**Provided information**
=== Section Start ===

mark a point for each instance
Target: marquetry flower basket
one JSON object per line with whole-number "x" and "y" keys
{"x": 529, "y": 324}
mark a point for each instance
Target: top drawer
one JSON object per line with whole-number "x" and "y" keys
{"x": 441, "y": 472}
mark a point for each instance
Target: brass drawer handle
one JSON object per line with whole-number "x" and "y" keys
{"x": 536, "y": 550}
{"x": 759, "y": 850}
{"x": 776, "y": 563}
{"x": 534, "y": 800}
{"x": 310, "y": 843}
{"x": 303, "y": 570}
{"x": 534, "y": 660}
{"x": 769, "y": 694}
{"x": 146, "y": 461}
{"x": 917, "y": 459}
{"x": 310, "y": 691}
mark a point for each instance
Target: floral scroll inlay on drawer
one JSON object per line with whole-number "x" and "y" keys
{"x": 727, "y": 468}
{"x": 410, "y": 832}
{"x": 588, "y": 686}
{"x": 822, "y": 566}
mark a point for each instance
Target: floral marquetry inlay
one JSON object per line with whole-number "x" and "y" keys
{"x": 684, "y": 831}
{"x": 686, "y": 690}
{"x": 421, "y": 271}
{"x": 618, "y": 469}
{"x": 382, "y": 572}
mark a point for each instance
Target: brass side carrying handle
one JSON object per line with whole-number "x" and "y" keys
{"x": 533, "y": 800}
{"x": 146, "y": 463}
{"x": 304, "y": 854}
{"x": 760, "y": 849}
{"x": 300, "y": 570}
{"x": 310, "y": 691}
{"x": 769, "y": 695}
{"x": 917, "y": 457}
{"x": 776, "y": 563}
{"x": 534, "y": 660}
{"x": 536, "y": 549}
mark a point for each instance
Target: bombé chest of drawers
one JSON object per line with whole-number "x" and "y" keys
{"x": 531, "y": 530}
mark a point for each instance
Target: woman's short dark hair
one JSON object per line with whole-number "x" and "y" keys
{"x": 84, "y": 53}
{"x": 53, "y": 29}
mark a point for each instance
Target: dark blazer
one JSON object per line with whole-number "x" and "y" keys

=== Section End ===

**Problem description**
For every line above with the word "handle" in it, make a copy.

**Response area**
Target: brass drawer handle
Target: brass side carrying handle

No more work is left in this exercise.